*** PROVIDED RECORDS

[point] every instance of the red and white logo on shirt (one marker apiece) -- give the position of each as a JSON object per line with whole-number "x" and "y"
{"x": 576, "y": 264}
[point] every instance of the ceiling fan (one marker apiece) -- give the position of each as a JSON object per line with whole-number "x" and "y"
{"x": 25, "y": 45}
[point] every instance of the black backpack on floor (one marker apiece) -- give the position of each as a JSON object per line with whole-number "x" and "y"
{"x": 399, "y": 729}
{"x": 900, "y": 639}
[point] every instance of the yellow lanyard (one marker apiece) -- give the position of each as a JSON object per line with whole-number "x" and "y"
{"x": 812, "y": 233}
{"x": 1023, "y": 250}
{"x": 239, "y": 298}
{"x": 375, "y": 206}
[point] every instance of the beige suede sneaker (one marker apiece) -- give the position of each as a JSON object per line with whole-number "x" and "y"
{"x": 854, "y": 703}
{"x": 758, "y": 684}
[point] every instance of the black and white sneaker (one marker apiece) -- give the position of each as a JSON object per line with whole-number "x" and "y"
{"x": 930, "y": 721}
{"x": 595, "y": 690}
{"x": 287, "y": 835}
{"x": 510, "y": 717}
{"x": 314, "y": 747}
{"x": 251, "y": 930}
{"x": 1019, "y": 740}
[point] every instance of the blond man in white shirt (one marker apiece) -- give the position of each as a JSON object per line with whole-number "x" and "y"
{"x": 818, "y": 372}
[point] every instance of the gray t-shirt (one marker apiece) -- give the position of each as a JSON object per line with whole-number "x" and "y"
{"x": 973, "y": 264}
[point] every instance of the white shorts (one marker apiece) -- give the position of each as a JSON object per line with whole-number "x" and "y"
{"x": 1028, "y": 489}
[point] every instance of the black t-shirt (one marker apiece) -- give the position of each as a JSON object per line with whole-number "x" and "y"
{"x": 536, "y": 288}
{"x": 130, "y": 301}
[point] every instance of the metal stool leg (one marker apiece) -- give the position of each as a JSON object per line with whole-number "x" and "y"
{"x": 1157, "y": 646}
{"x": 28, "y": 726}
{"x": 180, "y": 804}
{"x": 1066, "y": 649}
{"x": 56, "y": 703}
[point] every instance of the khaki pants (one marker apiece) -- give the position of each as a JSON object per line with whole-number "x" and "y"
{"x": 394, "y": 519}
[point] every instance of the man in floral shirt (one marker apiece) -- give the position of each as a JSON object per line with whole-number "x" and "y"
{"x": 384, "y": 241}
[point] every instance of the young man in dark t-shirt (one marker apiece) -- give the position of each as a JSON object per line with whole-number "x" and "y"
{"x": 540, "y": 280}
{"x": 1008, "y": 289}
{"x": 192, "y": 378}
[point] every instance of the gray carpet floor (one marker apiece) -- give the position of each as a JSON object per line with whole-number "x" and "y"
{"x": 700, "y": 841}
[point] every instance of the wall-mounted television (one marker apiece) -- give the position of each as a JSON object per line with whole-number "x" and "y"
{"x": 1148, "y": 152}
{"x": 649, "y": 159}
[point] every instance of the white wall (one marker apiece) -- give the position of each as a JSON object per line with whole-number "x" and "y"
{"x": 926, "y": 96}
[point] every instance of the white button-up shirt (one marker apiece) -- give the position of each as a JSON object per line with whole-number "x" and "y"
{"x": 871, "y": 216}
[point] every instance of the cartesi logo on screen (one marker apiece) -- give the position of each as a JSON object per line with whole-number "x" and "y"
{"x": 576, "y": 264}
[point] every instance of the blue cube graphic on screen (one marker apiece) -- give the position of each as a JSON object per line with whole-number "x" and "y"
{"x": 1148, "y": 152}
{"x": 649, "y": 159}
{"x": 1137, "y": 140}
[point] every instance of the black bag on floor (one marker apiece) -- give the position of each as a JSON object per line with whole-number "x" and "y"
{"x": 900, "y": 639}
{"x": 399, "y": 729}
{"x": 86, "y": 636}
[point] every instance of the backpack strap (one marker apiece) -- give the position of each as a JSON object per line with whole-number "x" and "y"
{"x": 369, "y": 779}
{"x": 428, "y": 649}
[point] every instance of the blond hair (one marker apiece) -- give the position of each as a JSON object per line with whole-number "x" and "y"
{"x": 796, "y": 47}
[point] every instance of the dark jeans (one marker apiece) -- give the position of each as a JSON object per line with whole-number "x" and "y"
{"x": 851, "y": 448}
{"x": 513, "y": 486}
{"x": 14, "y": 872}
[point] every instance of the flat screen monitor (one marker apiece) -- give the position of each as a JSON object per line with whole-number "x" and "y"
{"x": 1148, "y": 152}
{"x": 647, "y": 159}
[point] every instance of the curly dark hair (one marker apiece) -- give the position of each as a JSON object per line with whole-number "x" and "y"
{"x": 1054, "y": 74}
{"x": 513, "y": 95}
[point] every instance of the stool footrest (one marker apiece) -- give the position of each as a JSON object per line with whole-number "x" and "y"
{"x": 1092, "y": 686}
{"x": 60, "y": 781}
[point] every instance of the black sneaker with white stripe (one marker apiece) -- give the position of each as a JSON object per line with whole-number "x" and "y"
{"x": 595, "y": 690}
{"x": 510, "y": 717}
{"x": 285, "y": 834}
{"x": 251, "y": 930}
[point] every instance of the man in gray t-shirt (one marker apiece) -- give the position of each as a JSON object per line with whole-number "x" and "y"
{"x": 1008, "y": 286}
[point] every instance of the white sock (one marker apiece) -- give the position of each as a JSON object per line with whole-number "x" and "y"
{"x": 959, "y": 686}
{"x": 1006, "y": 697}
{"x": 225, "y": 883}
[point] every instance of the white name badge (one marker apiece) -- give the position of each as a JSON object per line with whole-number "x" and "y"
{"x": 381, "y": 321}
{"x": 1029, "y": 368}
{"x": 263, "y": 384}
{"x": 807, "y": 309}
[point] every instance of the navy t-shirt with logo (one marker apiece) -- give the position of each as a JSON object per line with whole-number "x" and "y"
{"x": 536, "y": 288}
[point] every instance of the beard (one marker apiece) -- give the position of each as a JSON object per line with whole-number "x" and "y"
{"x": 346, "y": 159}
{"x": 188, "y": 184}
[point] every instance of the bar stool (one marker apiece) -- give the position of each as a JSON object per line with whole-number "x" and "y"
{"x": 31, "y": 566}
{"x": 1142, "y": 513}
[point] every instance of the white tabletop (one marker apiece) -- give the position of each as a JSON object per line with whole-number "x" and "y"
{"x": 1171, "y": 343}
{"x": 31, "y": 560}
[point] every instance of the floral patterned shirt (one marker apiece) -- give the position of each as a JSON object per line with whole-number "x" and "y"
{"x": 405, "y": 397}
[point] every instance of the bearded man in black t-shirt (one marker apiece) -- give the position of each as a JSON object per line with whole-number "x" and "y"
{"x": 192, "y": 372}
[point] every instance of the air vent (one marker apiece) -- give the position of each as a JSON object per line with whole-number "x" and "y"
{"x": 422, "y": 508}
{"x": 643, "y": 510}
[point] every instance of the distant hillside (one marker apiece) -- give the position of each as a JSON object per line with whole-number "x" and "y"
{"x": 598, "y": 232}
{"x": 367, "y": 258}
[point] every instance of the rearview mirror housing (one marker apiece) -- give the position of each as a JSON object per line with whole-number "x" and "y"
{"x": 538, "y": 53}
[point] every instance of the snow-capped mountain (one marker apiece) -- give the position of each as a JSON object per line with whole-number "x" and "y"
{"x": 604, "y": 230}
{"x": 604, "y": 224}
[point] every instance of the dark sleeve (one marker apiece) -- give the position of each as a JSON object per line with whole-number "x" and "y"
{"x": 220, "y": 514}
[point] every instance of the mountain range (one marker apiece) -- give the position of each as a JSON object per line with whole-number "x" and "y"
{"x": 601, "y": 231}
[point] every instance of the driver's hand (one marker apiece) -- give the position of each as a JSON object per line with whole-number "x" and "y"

******

Print the listing above in full, exactly as it is.

ANSWER TO THE TASK:
[point] every instance of the red and white logo on shirt (one marker apiece) -- give the position of each as a JSON object per line with whole-number "x" and "y"
{"x": 576, "y": 264}
[point] every instance of the ceiling fan (one marker apiece) -- give the position of each as a JSON object per line with whole-number "x" and "y"
{"x": 25, "y": 45}
[point] every instance of the black backpack on floor (one marker apiece) -- give the position of each as a JSON object per line with whole-number "x" and "y"
{"x": 399, "y": 729}
{"x": 900, "y": 639}
[point] every instance of the yellow lanyard (one marker apiece) -- give the position of each as a JSON object per line with whole-number "x" and "y"
{"x": 812, "y": 233}
{"x": 1023, "y": 250}
{"x": 239, "y": 298}
{"x": 375, "y": 206}
[point] every instance of the beige suede sneaker (one marker apiece) -- give the position of each as a JSON object per line with whole-number "x" and "y"
{"x": 854, "y": 703}
{"x": 758, "y": 684}
[point] every instance of the black and white sneaker (one marker apiece) -- give the position of each as a JSON object per line with whole-number "x" and "y"
{"x": 930, "y": 721}
{"x": 595, "y": 690}
{"x": 287, "y": 835}
{"x": 510, "y": 717}
{"x": 314, "y": 747}
{"x": 251, "y": 930}
{"x": 1019, "y": 740}
[point] every instance of the blond man in white shirt (one marker apiece) -- give the position of each as a JSON object per line with whole-number "x" and "y"
{"x": 818, "y": 372}
[point] every instance of the gray t-shirt (one marker apiece) -- give the position of each as a JSON object per line with whole-number "x" and "y"
{"x": 973, "y": 264}
[point] every instance of the white shorts (one marker apiece) -- give the position of each as a JSON object per line with whole-number "x" and "y"
{"x": 1028, "y": 489}
[point] every instance of the black t-shirt (one marker apiece) -- give the position of each as a JSON object per line with whole-number "x" and "y"
{"x": 536, "y": 288}
{"x": 130, "y": 301}
[point] every instance of the metal stool leg (one marker apiece) -- give the position of each as a JSON object per line with whole-number "x" and "y"
{"x": 1157, "y": 646}
{"x": 28, "y": 726}
{"x": 180, "y": 804}
{"x": 1066, "y": 649}
{"x": 56, "y": 703}
[point] every instance of the khaki pants (one marker apiece) -- give the position of each as a JSON object per line with whole-number "x" and "y"
{"x": 394, "y": 519}
[point] every instance of the man in floral shirt (one marker apiece) -- give the position of each as a JSON object per line with whole-number "x" and "y"
{"x": 384, "y": 241}
[point] every instance of the young man in dark t-shirt (one marker apiece) -- give the position of each as a JSON object per line with whole-number "x" and "y"
{"x": 540, "y": 280}
{"x": 1008, "y": 289}
{"x": 192, "y": 378}
[point] every instance of the gray carpet floor (one marker apiece) -- give the position of each as a JSON object per line with whole-number "x" and "y"
{"x": 700, "y": 841}
[point] every instance of the wall-mounted television (one marker apiece) -- give the position of each as a JSON object per line with whole-number "x" and "y"
{"x": 1148, "y": 152}
{"x": 649, "y": 159}
[point] every instance of the white wall (one marker apiece) -- give the position of each as a JSON object per line with whole-number "x" and "y"
{"x": 926, "y": 96}
[point] every instance of the white button-up shirt (one marker apiece) -- give the position of each as a JSON object per line with whole-number "x" and "y"
{"x": 871, "y": 216}
[point] every instance of the cartesi logo on screen (one marker apiece) -- give the position of each as a JSON object per line with whole-number "x" and "y"
{"x": 576, "y": 264}
[point] every instance of the blue cube graphic on screen (one marker apiece) -- give the position of each as a JSON object per line with whole-number "x" and "y"
{"x": 1148, "y": 152}
{"x": 649, "y": 159}
{"x": 1137, "y": 140}
[point] every instance of the black bag on floor (one marker apiece) -- give the position of each as a JSON object per line with whole-number "x" and "y"
{"x": 900, "y": 639}
{"x": 399, "y": 729}
{"x": 86, "y": 636}
[point] every instance of the backpack strap (one marker apiece) -- give the position of each as a JSON object per line with whole-number "x" and "y"
{"x": 369, "y": 779}
{"x": 428, "y": 649}
[point] every instance of the blond hair (one marker apiece) -- give the position of each as a JSON object per line with whole-number "x" and "y"
{"x": 796, "y": 47}
[point] every instance of the dark jeans (one marker apiece) -- give the position of each as a JSON object per line with whole-number "x" and "y"
{"x": 851, "y": 448}
{"x": 513, "y": 486}
{"x": 14, "y": 872}
[point] every instance of the flat screen monitor (one marker apiece) -- give the position of each as a JSON object per line with whole-number "x" and "y"
{"x": 1148, "y": 152}
{"x": 647, "y": 159}
[point] every instance of the curly dark hair (one marker apiece) -- give the position of each as a JSON object per line with whole-number "x" and "y"
{"x": 1054, "y": 74}
{"x": 513, "y": 95}
[point] every instance of the stool footrest (one marker apiece) -- give the position of each as a JSON object per line with whole-number "x" and "y"
{"x": 1092, "y": 686}
{"x": 60, "y": 781}
[point] every instance of the black sneaker with white stripe (one marker apiece) -- give the position of each as a JSON object per line with whole-number "x" and "y"
{"x": 595, "y": 690}
{"x": 510, "y": 717}
{"x": 285, "y": 834}
{"x": 251, "y": 930}
[point] every instance of the man in gray t-shirt (one marker apiece) -- give the position of each as a JSON object per line with whole-number "x" and "y"
{"x": 1008, "y": 286}
[point] every instance of the white sock (one marker apiece) -- give the position of each as a JSON object per line with whole-number "x" and "y"
{"x": 959, "y": 686}
{"x": 1006, "y": 697}
{"x": 225, "y": 883}
[point] every instance of the white name badge (one marker apiece) -- give the position of each as a JSON object per line with whole-number "x" and "y"
{"x": 381, "y": 321}
{"x": 1029, "y": 368}
{"x": 263, "y": 384}
{"x": 807, "y": 309}
[point] every instance of the navy t-shirt with logo (one marker apiece) -- give the position of each as a JSON object per line with whole-number "x" and "y"
{"x": 536, "y": 288}
[point] every instance of the beard (one marker apiece) -- give the position of each as a JSON object per line with whole-number "x" and "y"
{"x": 346, "y": 159}
{"x": 188, "y": 184}
[point] every instance of the bar stool (one marker apiece) -- give the position of each as a JSON object per line with whole-number "x" and "y"
{"x": 31, "y": 566}
{"x": 1142, "y": 513}
[point] every instance of the white tabletop (one marker apiece) -- give the position of each as a JSON object per line with whole-number "x" and "y"
{"x": 1171, "y": 343}
{"x": 31, "y": 560}
[point] every instance of the floral patterned shirt (one marker apiece) -- give the position of each as a JSON object per line with whole-number "x" and "y"
{"x": 405, "y": 397}
[point] every instance of the bearded man in black t-shirt (one marker apiece) -- give the position of each as a JSON object per line with whole-number "x" and "y"
{"x": 192, "y": 372}
[point] every instance of the air vent (one marker apiece) -- give the position of each as a JSON object per line with whole-number "x" and "y"
{"x": 422, "y": 508}
{"x": 643, "y": 510}
[point] every instance of the distant hillside (one marker apiece) -- give the position of each as a JSON object per line with whole-number "x" and "y"
{"x": 598, "y": 232}
{"x": 367, "y": 258}
[point] every instance of the rearview mirror housing (one marker apiece) -- give the position of each as a JSON object per line with whole-number "x" and "y"
{"x": 538, "y": 53}
[point] every instance of the snow-capped mountain (one marker apiece) -- give the position of each as a JSON object per line with whole-number "x" and "y"
{"x": 604, "y": 230}
{"x": 604, "y": 224}
[point] every instance of the dark sleeve (one marker apiece) -- give the position of each as a JSON object per line with whole-number "x" and "y"
{"x": 220, "y": 514}
[point] every instance of the mountain range (one marker apiece) -- give the position of each as a JSON object per line with whole-number "x" and "y"
{"x": 601, "y": 231}
[point] every instance of the driver's hand (one marker apiece) -- give the position of each as a JSON object per line with whole-number "x" and "y"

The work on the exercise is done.